Source passage:
===============

Nothing beats listening to your favorite band in your headphones while going about your day. It makes listening to music a lot more personal and immersive than using a speaker. You can listen to your music at any time or place, but at what cost if you are potentially damaging your ears? According to World Health Organization, around “1.1 billion teenagers and young adults are at risk of hearing loss due to the unsafe use of personal audio devices, including smartphones, and exposure to damaging levels of sound at noisy entertainment venues such as nightclubs, bars, and sporting events”. Hence, ear damage is a tangible problem that almost everyone at this age is at the risk of having. Here are a few tips to consider to minimize the damage and have a safe and enjoyable musical experience.
1. Skip the In-Ear Design
In-Ear and earbuds are popular because they are the most portable, thus perfect for use while doing everyday activities. However, they can do your ears some serious damage.
First, these designs send the sound directly into your ear canal, which could damage your inner ear, causing permanent hearing loss. This is because damage to the inner ear cannot be cured, with all the technology we have. Although other designs, like over-the-ear or on-ear, can still damage the ear, they can’t hold a candle to earbuds and in-ears in hurting the eardrums.
Second, according to Whittier Hospital Medical Center, earbuds carry and introduce dirt, germs, and bacteria into your ears. The only way to prevent this is to sanitize them after every single use, which most people don’t. A lot of people also share their earbuds and in-ears together, which is unsanitary. Furthermore, earbuds increase ear wax build-up, as the ear is not meant to be clogged up for so long. These factors lead to painful ear infections that nobody has to deal with.
2. Tone It Down
Music is the best form of escapism, but that doesn’t mean you have to listen to it at full volume to enjoy it. Sound intensity is measured in decibels (dB). The intensity of a normal conversation is around 60 dB. A vacuum cleaner’s noise is around 75 dB. A Chainsaw or a leaf blower cause around 106 to 115 dB. According to My Health Alberta, any sound above 85 is harmful. If you cannot measure your music in decibels, don’t ignore the obvious warning signs that the sound is too high. Does your ear hurt? Do you have to lower the volume to hear someone when they’re talking to you? Do you find your ears ringing after the music stops? All these are tell-tale signs that you should significantly lower the volume, even check with a healthcare professional before it is too late. To stay safe, try listening to your music at around 60% of the device volume. If you still feel uncomfortable, lower it even more.

===============

What is needed:
According to the article on headphone safety, what is the intensity of a normal conversation in decibels?

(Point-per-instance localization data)
===============

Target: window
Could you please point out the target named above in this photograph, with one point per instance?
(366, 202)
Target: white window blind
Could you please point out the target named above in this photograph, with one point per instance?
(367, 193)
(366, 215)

===============

Your response:
Around 60 dB.